• _Aim of the task_
Pull every line out of the rows below and reproduce each one unchanged.

Data items

"""

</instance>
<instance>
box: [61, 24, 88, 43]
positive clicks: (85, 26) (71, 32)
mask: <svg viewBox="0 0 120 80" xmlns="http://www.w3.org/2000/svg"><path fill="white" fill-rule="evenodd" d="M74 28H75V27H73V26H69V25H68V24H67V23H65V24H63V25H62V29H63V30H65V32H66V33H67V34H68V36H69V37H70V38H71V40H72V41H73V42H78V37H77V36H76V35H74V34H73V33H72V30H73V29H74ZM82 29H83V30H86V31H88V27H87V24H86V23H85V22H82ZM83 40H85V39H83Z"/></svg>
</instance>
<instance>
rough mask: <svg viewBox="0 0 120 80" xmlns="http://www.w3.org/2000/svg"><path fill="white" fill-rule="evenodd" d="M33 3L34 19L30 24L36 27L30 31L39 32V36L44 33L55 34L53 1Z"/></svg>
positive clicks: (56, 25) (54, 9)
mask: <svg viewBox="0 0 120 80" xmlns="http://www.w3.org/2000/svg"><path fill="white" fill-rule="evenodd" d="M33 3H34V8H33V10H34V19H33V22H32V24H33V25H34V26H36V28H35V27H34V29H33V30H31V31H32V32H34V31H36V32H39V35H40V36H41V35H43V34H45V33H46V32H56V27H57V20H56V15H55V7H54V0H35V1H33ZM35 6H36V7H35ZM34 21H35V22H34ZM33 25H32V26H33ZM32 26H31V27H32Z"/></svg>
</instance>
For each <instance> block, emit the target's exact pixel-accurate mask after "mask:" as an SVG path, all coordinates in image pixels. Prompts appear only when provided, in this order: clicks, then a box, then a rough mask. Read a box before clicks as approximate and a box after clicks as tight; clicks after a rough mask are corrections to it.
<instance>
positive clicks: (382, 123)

"""

• _Result of the task_
</instance>
<instance>
box: [61, 24, 88, 43]
positive clicks: (85, 26) (71, 32)
mask: <svg viewBox="0 0 120 80" xmlns="http://www.w3.org/2000/svg"><path fill="white" fill-rule="evenodd" d="M74 28H75V27H73V26H69V25H68V24H67V23H65V24H63V25H62V29H63V30H65V32H66V33H67V34H68V36H69V37H70V38H71V40H72V41H73V42H78V37H77V36H76V35H74V34H73V33H72V30H73V29H74ZM82 29H83V30H86V31H88V27H87V24H86V23H85V22H82ZM83 40H85V39H83Z"/></svg>
</instance>
<instance>
rough mask: <svg viewBox="0 0 120 80" xmlns="http://www.w3.org/2000/svg"><path fill="white" fill-rule="evenodd" d="M33 3L34 19L30 24L36 27L30 31L39 32V36L44 33L55 34L53 1Z"/></svg>
positive clicks: (56, 25) (54, 9)
mask: <svg viewBox="0 0 120 80" xmlns="http://www.w3.org/2000/svg"><path fill="white" fill-rule="evenodd" d="M33 3H34V8H33V10H34V19H33V22H32V24H33V25H34V26H36V28H35V27H34V29H33V30H31V31H32V32H34V31H36V32H39V35H40V36H41V35H43V34H45V33H46V32H56V27H57V20H56V15H55V7H54V0H35V1H33ZM35 6H36V7H35ZM34 21H35V22H34ZM33 25H32V26H33ZM32 26H31V27H32Z"/></svg>
</instance>
For each <instance> block, emit the target's exact pixel-accurate mask after "mask:" as an SVG path, all coordinates in image pixels. Prompts appear only when provided, in this order: clicks, then a box, then a rough mask. Read a box before clicks as approximate and a box after clicks as tight; clicks after a rough mask are corrections to it.
<instance>
positive clicks: (382, 123)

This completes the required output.